[Pointing dataset entries]

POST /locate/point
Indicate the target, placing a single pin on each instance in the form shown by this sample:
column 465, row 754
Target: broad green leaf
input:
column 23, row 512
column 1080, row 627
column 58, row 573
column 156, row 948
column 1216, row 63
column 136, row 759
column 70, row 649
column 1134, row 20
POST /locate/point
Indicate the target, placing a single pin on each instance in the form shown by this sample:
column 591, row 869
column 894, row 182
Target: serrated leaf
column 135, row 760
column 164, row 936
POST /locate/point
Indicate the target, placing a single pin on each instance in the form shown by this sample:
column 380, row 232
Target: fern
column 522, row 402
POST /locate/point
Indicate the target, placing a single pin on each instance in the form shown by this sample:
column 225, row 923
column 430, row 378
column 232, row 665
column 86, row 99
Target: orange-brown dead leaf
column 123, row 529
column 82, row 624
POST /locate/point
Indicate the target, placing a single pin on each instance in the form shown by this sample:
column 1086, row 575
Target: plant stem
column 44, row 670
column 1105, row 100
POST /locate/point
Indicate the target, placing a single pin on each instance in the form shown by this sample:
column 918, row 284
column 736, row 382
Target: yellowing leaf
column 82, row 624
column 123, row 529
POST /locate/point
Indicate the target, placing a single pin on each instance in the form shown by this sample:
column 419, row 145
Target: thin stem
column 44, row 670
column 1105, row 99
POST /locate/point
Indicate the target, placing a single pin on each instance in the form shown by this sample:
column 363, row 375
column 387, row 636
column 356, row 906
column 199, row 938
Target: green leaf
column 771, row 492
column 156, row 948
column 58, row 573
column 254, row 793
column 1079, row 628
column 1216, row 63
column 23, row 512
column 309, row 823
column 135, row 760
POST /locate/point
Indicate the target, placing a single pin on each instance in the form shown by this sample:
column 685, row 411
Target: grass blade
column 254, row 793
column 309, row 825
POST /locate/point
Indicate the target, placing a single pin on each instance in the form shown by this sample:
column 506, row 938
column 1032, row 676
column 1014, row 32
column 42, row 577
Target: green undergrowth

PROBLEM REQUIREMENTS:
Format the lines of the entries as a numbered list, beginning at the first line and ending after the line that contains "column 164, row 936". Leave out any blank lines.

ANSWER TO THE EXERCISE:
1. POST /locate/point
2. Indicate the target, placing a single pin on each instance in the form shown by this sample:
3. column 465, row 754
4. Target: broad green leaf
5. input:
6. column 23, row 512
7. column 1080, row 627
8. column 58, row 573
9. column 156, row 948
10. column 1216, row 63
11. column 136, row 759
12. column 70, row 649
13. column 1134, row 20
14. POST /locate/point
15. Indicate the target, placing a single pin on each instance in the form shown by this sample:
16. column 591, row 869
17. column 894, row 182
18. Target: serrated leaf
19. column 135, row 760
20. column 164, row 936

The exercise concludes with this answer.